EXERCISE REQUIREMENTS:
- A) Answer the following from the passage on the Hollywood blacklist exhibition.
(i) For which film was an Oscar awarded to Ian McLellan Hunter?
(ii) In what year was the statuette for The Brave One delivered to Trumbo?
(iii) How many of the Ten were of Jewish descent?
- B) Continue the passage on the Hollywood blacklist exhibition from its last sentence.

DOCUMENT SEGMENT:
■ ■ ■

Artifacts on display include scripts, correspondence, legal papers, typewriters and both Oscar statuettes that were unwittingly awarded to scripts authored by Trumbo during the depth of the blacklist, the first for Roman Holiday to a “front,” Ian McLellan Hunter, at the 1954 Academy Awards ceremony, and the second in 1957 for The Brave One, to a fictitious Robert Rich. That statuette remained unclaimed until 1975, when it was delivered to Trumbo, who was confined to a nursing home one year from death.
The exhibition was assembled and displayed by Jewish cultural museums, and pays special and legitimate attention to the high percentage of Hollywood figures, from studio heads on down, of Jewish descent, including six of the Ten. The witch-hunt had many anti-Semitic overtones, especially emanating from John Rankin, a sixteen-term Democrat from Mississippi, one of the most aggressive HUAC inquisitors, an openly racist and anti-Semitic defender of the Ku Klux Klan.

■ ■ ■

RAW DATA:
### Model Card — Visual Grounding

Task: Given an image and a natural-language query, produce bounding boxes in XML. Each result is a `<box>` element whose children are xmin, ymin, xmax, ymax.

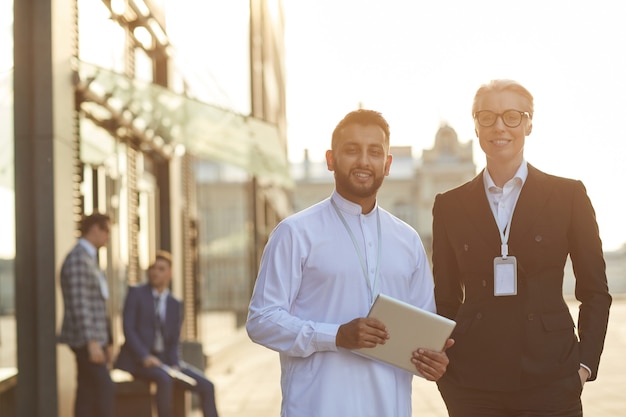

■ ■ ■

WRITTEN RESPONSES:
- A)
(i) Roman Holiday
(ii) 1975
(iii) Six

- B)
The exhibition includes a display dedicated to the exceptional actor Canada Lee, an African American who passed away in 1952 at the age of 45, supposedly of a heart attack, shortly before his scheduled appearance before HUAC. The adjacent display portrays Paul Robeson, the former All-American football star, who became a noted actor and the singer for whom Jerome Kern and Oscar Hammerstein II wrote “Old Man River” decades before.
The exhibition highlights Jose Ferrer, the first actor of Puerto Rican decent to win an Oscar. His starring role as French impressionist painter Henri de Toulouse-Lautrec in John Huston’s 1952 film Moulin Rouge was picketed by the American Legion because of Ferrer’s 1947 opposition to HUAC. Ferrer responded not only by denouncing Communism generally but also Robeson in particular, with whom he appeared on Broadway in Othello.
The exhibition notes that the “impact on the gay and lesbian community during this period is hard to quantify” because most “were closeted and feared being outed.” As an example, the exhibition points to Jerome Robbins, who choreographed West Side Story. According to the display, Robbins “named names in front of HUAC,” out of fear that his sexual orientation would be exposed, along with his own earlier political affiliations.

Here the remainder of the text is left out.